(Records for this task):
---*---

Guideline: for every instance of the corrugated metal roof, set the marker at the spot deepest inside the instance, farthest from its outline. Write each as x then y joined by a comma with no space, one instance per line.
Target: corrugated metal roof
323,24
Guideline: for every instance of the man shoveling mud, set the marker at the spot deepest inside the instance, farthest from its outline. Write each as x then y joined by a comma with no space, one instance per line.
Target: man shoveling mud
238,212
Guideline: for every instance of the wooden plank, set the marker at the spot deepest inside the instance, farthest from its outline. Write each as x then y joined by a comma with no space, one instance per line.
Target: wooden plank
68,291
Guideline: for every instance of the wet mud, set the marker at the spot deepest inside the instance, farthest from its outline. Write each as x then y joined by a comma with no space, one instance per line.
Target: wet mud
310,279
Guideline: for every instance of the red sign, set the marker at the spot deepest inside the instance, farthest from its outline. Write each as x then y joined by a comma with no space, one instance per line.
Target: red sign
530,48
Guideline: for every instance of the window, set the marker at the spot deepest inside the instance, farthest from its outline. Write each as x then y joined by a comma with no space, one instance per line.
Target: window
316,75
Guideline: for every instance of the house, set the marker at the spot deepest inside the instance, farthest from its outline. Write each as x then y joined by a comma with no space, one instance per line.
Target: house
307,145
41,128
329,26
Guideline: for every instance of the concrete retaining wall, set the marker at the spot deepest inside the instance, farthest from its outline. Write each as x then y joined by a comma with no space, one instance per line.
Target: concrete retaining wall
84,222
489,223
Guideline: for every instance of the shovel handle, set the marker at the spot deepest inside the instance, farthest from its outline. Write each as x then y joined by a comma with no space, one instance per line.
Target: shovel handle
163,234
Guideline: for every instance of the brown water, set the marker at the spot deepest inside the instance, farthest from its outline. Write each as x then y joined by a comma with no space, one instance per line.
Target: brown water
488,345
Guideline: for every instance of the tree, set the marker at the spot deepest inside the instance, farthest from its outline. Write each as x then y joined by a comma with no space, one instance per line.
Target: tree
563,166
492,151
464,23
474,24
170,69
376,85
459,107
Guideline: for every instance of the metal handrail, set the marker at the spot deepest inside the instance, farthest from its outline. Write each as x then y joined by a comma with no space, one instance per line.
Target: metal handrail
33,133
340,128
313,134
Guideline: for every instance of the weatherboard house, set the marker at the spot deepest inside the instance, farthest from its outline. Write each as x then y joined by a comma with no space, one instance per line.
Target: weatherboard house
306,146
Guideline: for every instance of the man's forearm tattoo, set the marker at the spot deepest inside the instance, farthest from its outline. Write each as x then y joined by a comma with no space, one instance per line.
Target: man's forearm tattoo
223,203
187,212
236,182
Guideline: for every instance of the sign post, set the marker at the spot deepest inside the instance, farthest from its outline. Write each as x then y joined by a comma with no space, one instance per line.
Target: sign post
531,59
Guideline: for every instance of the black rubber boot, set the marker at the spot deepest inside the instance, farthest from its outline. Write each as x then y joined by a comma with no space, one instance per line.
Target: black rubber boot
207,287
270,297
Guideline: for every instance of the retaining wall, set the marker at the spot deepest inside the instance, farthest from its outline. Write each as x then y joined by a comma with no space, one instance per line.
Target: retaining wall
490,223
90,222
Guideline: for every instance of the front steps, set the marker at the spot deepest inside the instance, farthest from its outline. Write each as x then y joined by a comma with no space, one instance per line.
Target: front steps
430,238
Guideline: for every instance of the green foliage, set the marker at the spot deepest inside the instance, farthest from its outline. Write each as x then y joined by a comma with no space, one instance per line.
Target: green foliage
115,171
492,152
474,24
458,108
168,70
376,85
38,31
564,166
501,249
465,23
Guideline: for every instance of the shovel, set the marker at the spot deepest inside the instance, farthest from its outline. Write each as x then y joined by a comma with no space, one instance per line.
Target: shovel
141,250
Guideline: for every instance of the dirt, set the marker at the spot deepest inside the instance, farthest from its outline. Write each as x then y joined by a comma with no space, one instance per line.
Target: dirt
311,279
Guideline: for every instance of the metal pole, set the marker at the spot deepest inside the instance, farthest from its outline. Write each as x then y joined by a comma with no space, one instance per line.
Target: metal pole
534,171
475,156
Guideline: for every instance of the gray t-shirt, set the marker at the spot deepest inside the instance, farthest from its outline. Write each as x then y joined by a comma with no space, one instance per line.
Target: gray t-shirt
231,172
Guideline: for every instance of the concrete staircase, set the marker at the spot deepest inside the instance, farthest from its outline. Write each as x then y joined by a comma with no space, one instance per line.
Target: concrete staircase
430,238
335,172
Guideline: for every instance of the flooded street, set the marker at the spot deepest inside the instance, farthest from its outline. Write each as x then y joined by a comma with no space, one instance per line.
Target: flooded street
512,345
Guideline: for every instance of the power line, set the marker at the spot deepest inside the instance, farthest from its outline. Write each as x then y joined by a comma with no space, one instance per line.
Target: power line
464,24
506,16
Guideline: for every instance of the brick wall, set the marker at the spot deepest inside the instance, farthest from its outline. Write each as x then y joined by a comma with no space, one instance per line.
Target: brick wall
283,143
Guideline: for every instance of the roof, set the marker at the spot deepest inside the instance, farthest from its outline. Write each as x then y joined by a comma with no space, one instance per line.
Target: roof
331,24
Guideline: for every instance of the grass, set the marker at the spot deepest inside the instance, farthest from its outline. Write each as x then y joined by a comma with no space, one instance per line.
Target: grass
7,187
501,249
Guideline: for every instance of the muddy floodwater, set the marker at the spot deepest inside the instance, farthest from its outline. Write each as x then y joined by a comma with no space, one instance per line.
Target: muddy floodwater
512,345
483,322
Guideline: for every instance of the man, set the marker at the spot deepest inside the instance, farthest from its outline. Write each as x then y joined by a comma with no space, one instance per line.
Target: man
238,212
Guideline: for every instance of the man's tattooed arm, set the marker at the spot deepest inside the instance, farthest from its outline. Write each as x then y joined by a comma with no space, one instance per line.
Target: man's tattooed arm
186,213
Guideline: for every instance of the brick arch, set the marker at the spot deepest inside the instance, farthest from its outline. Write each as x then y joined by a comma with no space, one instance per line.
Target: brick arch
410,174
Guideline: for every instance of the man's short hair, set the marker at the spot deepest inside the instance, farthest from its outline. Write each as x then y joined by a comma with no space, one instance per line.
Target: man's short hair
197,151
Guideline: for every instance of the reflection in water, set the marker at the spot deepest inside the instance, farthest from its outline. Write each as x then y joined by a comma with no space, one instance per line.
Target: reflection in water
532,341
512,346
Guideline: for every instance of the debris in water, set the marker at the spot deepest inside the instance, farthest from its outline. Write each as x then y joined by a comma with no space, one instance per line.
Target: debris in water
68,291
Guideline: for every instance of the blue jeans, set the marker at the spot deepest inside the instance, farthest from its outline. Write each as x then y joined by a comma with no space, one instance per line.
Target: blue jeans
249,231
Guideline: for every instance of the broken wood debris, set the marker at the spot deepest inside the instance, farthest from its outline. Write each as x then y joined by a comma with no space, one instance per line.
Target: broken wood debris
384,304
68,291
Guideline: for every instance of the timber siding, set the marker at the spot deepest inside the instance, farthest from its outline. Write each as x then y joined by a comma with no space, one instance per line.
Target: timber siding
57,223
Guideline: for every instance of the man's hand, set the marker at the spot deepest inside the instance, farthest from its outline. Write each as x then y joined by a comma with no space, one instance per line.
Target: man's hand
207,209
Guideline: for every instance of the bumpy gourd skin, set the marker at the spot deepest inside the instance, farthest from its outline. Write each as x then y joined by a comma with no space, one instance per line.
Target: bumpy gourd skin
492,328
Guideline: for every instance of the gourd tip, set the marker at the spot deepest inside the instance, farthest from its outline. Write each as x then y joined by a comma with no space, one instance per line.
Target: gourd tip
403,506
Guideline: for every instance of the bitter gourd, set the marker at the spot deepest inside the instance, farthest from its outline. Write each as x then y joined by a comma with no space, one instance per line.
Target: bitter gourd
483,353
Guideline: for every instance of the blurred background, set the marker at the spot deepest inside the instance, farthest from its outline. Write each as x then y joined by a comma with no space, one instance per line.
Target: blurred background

---*---

(Action item): Filter the listing for the word "blurred" and copy each line that has it.

(Task answer):
Guideline: for every instance of the blurred background, set the marker at the spot deepest inside the instance, farthest from its outline. Write each as x then y joined by a comma with no space, one instance per line.
Target: blurred background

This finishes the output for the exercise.